== Requirement ==
Continue the file-transfer guide on scp and SFTP, picking up right after its last sentence.

== Excerpt ==
_ _ _ _

This part describes how to transfer files to/from a remote server by using the scp command.
scp is installed by default on all Mac and Linux machines.
For Windows, you have to download and install a specific tool. We recommend using the program WinSCP .
Copy a file to the data nodes
- Open a terminal
Type the scp command as described:
$ scp path_to_my_file username@server_name:/path_to_destination
Example:
$ scp sim_result.dat john@fdata1.epfl.ch:/scratch/john
Copy a directory to the data nodes
- Open a terminal
Copy your directory on the remote server:
$ scp -r MySims john@fdata1.epfl.ch:/home/john/
Copy a remote file locally
- Open a terminal
Type the scp command as described:
$ scp username@server_name:/path_to_remote_file path_to_copy_file_locally
Ex:
$ scp john@fdata1.epfl.ch:/scratch/john/sim_result.dat /home/michael/Documents
Copy remote directory locally
- Open a terminal
Copy locally your remote directory:
$ scp -r john@fdata1.epfl.ch:/scratch/john/MySims /home/michael/Documents
SFTP
The SSH File Transfer Protocol (SFTP) is a network protocol that provides file access, file transfer, and file management functionalities over secure connection.
SFTP is more elaborate than SCP, and allows interactive commands to do things like creating/deleting directories and files.
The sftp command is installed by default on all Mac and Linux machines.
For Windows, you have to download and install a specific tool.

_ _ _ _

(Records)
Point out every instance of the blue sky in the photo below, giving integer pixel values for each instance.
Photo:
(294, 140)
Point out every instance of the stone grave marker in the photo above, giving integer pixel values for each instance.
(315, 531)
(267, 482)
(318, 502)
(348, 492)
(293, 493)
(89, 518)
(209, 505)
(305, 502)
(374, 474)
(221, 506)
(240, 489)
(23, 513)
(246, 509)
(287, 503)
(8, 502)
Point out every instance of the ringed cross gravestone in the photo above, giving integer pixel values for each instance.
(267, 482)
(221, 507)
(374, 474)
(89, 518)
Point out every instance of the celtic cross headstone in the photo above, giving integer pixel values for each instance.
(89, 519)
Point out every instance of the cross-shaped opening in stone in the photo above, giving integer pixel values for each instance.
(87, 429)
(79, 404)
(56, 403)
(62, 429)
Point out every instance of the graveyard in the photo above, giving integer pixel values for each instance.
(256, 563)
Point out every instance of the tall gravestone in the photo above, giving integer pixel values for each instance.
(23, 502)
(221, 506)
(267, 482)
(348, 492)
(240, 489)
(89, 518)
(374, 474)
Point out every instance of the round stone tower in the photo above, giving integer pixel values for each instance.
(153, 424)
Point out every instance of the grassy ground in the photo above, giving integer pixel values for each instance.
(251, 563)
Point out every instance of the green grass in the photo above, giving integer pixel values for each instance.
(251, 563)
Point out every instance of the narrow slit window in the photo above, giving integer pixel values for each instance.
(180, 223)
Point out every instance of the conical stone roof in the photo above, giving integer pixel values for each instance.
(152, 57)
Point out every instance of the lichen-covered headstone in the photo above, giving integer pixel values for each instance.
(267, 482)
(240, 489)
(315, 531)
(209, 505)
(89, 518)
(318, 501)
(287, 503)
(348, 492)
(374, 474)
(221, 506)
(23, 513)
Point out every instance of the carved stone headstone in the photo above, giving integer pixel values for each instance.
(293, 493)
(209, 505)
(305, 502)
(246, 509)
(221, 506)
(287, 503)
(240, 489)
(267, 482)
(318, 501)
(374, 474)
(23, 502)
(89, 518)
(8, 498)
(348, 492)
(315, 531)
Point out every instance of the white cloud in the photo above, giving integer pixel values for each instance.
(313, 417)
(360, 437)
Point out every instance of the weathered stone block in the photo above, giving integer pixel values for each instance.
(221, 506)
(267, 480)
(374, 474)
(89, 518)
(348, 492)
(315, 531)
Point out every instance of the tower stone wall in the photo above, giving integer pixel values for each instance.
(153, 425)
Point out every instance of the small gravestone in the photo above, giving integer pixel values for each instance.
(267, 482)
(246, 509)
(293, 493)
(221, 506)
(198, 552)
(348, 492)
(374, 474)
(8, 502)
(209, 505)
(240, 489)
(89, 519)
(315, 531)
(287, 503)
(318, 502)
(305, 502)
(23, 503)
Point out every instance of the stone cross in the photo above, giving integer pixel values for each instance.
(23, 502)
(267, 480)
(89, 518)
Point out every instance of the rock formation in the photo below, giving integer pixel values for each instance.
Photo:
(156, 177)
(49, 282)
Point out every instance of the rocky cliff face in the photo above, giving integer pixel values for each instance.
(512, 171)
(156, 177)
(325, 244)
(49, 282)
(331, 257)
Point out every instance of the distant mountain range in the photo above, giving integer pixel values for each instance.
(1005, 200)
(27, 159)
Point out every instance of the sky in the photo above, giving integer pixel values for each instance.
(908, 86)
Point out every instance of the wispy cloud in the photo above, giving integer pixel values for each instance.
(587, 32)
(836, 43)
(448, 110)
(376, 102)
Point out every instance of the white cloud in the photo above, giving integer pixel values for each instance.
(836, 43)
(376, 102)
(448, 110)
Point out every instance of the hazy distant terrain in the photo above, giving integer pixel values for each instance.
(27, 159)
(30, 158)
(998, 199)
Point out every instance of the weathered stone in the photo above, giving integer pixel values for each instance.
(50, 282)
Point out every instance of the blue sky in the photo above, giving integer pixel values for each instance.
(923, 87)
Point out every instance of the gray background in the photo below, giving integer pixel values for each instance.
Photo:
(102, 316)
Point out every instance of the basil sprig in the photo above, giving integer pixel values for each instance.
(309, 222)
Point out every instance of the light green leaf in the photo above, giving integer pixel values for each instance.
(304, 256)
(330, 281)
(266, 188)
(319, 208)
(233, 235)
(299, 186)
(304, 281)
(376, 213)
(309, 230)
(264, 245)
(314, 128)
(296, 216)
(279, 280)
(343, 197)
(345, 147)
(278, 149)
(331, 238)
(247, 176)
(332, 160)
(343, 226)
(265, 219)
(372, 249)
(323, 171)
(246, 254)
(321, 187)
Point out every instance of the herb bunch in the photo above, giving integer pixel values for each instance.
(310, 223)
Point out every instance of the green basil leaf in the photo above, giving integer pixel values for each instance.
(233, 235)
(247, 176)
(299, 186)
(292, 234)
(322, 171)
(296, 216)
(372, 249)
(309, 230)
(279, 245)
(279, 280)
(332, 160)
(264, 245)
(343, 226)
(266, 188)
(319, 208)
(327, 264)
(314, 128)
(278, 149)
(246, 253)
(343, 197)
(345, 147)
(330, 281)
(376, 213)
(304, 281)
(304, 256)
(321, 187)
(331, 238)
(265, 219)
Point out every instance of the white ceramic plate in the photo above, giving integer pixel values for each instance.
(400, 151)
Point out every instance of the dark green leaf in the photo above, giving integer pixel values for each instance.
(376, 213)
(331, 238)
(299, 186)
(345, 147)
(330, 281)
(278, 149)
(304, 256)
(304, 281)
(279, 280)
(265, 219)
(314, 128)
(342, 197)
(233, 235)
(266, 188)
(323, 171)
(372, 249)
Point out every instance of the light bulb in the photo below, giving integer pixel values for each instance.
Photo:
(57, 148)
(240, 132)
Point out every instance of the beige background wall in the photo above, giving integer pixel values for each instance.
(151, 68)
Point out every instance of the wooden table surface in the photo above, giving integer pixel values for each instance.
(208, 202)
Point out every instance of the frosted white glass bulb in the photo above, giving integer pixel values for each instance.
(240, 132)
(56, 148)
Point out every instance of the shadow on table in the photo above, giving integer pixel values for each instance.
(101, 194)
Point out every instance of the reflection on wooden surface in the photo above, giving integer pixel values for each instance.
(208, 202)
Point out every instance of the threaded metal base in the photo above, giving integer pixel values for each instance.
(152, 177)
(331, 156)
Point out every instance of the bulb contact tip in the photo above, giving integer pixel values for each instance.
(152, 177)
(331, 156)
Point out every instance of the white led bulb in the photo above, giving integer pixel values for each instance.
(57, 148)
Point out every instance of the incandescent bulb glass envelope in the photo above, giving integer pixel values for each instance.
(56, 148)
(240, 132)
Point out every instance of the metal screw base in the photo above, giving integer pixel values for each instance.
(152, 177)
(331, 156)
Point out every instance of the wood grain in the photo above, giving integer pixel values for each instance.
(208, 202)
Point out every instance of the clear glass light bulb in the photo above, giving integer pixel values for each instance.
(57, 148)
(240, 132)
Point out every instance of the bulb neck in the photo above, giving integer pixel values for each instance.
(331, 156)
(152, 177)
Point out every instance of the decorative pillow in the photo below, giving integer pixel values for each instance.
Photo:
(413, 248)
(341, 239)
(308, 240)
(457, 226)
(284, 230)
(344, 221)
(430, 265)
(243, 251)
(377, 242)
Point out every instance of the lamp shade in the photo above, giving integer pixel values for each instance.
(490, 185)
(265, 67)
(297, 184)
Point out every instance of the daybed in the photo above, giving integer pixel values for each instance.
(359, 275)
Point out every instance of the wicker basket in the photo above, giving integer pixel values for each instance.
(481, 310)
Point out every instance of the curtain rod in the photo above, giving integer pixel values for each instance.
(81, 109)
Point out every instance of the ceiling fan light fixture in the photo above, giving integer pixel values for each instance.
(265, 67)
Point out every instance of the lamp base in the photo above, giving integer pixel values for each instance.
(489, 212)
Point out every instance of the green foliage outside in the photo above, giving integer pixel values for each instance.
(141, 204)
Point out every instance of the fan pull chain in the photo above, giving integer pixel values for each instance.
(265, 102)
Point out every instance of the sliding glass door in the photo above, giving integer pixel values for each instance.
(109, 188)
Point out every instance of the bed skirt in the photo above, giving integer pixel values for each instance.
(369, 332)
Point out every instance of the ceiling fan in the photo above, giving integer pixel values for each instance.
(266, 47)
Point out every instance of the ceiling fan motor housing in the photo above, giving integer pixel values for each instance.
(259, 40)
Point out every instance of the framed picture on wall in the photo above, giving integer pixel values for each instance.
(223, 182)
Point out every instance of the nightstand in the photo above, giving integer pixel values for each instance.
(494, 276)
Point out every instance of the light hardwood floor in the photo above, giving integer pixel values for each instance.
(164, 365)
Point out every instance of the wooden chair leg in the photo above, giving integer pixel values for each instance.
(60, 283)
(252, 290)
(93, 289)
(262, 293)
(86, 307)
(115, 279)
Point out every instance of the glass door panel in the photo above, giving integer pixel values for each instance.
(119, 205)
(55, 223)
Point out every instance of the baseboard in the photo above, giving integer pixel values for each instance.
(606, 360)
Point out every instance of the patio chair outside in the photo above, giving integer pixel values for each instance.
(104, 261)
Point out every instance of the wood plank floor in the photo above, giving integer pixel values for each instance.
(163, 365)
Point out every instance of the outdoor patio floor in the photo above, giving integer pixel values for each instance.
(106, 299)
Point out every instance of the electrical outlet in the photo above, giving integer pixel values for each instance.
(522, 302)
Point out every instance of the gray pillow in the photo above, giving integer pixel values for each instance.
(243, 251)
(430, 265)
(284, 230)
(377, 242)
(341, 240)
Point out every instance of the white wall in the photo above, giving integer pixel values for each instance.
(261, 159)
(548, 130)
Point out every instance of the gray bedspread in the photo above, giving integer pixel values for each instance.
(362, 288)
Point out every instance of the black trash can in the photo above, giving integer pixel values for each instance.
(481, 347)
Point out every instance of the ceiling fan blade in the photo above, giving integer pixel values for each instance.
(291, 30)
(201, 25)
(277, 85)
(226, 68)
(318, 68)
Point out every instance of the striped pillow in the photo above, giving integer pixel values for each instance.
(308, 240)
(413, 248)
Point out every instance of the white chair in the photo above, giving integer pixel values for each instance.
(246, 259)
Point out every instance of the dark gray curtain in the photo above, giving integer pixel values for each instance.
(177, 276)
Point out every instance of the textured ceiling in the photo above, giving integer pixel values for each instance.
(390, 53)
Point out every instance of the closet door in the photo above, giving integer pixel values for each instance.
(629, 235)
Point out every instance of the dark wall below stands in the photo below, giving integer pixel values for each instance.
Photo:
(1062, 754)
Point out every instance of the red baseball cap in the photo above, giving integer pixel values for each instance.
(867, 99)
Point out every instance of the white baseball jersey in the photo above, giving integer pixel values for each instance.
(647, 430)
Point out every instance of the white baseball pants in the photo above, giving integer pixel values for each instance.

_ _ _ _

== Response to this task ==
We recommend to use the program WinSCP :
Copy local file to the data nodes
- Open a terminal
Open a session on the remote server:
$ sftp john@fdata1.epfl.ch
Copy your file to fdata:
sftp> put MySim.data
Copy local directory to the data nodes
First, you have to create a destination directory on the remote server with the same name of the directory you want to transfer :
sftp> mkdir MySims
Copy your directory:
sftp> put -r MySims
Copy a remote file locally
sftp> get myfile.dat
Copy a remote directory locally
sftp> get -r MySims
Annexes
GridFTP Client installation
You'll find here examples of installation for the following Operating Systems (more to come):
- Ubuntu 16.04.4 LTS
- Red Hat Enterprise Linux Server release 7.4 (Maipo)
Installation procedure
- First of all, download the repository from here
Select the latest link (http://toolkit.globus.org/toolkit/downloads/6.0/ in this example)
globus-toolkit-repo_latest_all.deb (Ubuntu/Debian) or globus-toolkit-repo-latest.noarch.rpm (RedHat/CentOS)
Install the repository:
# dpkg -i globus-toolkit-repo_latest_all.deb (Ubuntu/Debian) or # rpm -Uvh globus-toolkit-repo-latest.noarch.rpm (RedHat/CentOS)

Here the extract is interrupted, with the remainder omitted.